PROBLEM REQUIREMENTS: Rewrite only the lines below from the one containing "the blue sky" through the last line, keeping the requests as they are. Scale every pixel coordinate in the answers by 0.3 and round each to a whole number, with halves rounding up.

DATA PROVIDED:
-=-=-

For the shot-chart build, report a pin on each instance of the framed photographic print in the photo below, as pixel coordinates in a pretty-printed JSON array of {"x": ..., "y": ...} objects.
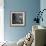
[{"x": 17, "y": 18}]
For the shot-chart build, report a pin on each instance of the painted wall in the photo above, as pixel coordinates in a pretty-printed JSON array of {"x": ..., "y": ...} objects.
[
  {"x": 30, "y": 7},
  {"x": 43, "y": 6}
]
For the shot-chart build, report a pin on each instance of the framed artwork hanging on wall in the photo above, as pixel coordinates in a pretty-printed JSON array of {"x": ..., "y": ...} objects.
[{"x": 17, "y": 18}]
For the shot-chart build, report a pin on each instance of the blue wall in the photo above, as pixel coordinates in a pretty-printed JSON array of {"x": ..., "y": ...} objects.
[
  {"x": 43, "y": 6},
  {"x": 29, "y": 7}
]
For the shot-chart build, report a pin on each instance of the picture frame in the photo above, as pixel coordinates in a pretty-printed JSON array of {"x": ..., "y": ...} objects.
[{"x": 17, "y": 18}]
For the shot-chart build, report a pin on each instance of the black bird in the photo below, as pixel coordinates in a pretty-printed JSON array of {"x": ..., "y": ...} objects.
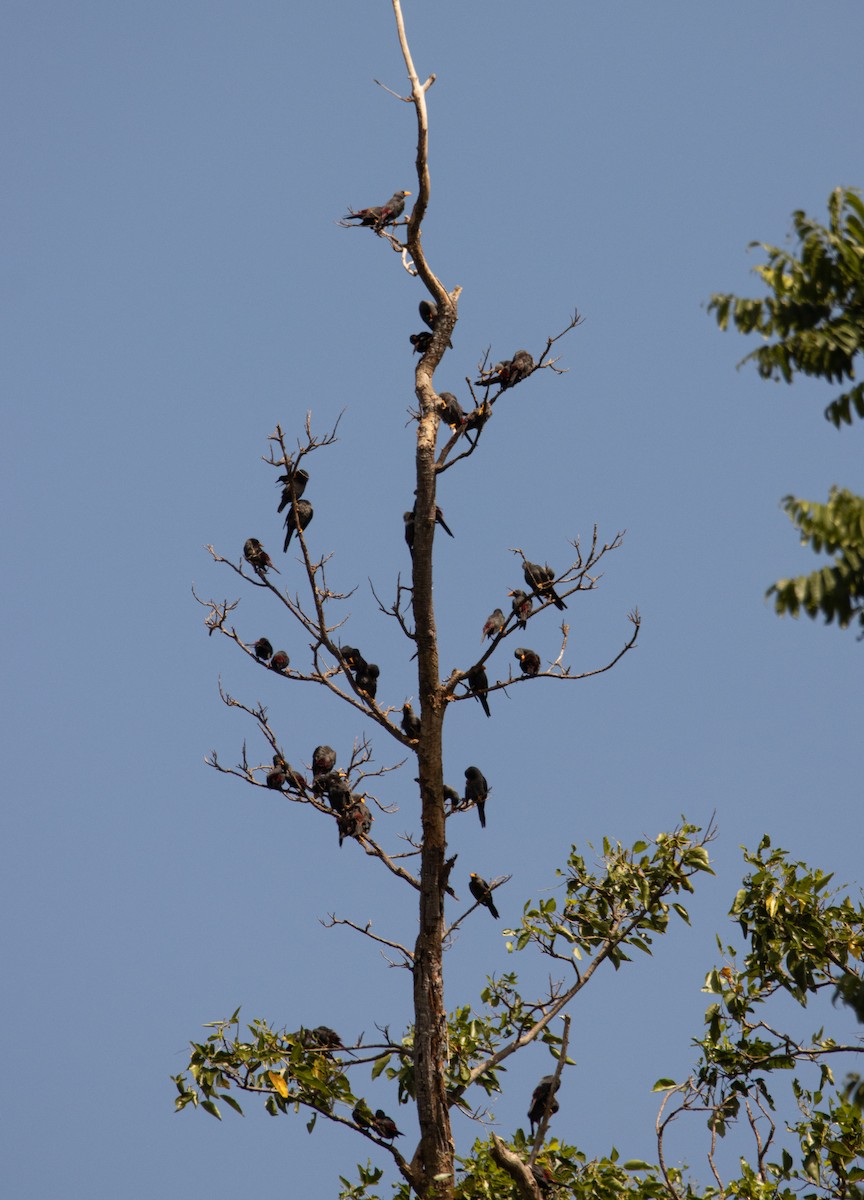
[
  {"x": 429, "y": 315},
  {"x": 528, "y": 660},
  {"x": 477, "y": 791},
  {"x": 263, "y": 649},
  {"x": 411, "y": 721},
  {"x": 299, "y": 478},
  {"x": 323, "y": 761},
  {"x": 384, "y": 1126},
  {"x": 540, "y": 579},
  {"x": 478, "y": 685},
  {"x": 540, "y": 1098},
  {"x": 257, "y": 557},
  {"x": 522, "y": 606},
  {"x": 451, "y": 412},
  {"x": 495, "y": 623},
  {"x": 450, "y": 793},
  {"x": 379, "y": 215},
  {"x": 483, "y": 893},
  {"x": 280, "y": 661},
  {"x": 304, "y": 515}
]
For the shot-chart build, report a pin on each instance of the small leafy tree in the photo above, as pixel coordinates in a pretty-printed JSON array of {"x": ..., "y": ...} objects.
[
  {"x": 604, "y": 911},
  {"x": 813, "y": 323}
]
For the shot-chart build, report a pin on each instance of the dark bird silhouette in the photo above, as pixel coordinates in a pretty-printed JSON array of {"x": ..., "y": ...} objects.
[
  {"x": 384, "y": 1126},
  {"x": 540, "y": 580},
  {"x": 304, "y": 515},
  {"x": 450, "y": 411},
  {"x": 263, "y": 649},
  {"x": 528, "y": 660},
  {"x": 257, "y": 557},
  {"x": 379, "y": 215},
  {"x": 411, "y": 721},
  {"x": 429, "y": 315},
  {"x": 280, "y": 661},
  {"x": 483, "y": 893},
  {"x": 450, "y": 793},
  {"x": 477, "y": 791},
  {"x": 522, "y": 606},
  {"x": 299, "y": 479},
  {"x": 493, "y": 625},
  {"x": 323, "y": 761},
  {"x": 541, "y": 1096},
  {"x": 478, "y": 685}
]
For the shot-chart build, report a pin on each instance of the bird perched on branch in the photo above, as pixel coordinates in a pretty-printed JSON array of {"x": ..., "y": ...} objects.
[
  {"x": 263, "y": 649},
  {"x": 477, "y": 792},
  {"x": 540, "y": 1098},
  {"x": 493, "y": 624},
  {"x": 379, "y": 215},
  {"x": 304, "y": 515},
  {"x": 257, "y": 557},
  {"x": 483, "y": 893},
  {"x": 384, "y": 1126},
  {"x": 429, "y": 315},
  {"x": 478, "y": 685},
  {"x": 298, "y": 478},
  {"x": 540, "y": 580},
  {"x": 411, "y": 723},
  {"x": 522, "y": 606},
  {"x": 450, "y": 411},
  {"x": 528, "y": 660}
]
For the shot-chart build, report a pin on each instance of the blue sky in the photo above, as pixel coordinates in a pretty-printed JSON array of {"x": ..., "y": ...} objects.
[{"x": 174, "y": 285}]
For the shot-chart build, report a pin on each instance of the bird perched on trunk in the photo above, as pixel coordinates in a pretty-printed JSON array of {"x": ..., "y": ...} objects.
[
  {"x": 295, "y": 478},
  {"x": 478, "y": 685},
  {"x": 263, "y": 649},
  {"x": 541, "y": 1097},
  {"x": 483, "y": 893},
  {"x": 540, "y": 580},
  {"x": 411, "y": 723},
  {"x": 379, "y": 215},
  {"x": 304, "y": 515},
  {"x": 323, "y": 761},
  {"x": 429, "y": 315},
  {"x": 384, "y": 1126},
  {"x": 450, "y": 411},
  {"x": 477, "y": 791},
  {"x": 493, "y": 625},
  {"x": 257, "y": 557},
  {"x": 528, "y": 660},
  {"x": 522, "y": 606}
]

-=-=-

SOLVED EXERCISE:
For the shot-chart build, report a pin on each instance of the blue sky in the photo above, as pixel coordinates in a pretty-printed JSON array of {"x": ..., "y": ...} objects.
[{"x": 52, "y": 86}]
For the shot-chart build, report a pin on each instance of the bird perched on trunk in the photo above, as pixel coordinates in a pretty-printed JSON array of {"x": ..., "y": ...} objects.
[
  {"x": 89, "y": 143},
  {"x": 143, "y": 206},
  {"x": 79, "y": 195},
  {"x": 162, "y": 329},
  {"x": 145, "y": 268},
  {"x": 162, "y": 174},
  {"x": 123, "y": 217},
  {"x": 114, "y": 65},
  {"x": 91, "y": 155},
  {"x": 97, "y": 228},
  {"x": 129, "y": 95},
  {"x": 115, "y": 338},
  {"x": 135, "y": 123},
  {"x": 143, "y": 237},
  {"x": 148, "y": 188},
  {"x": 77, "y": 167},
  {"x": 158, "y": 198},
  {"x": 157, "y": 182}
]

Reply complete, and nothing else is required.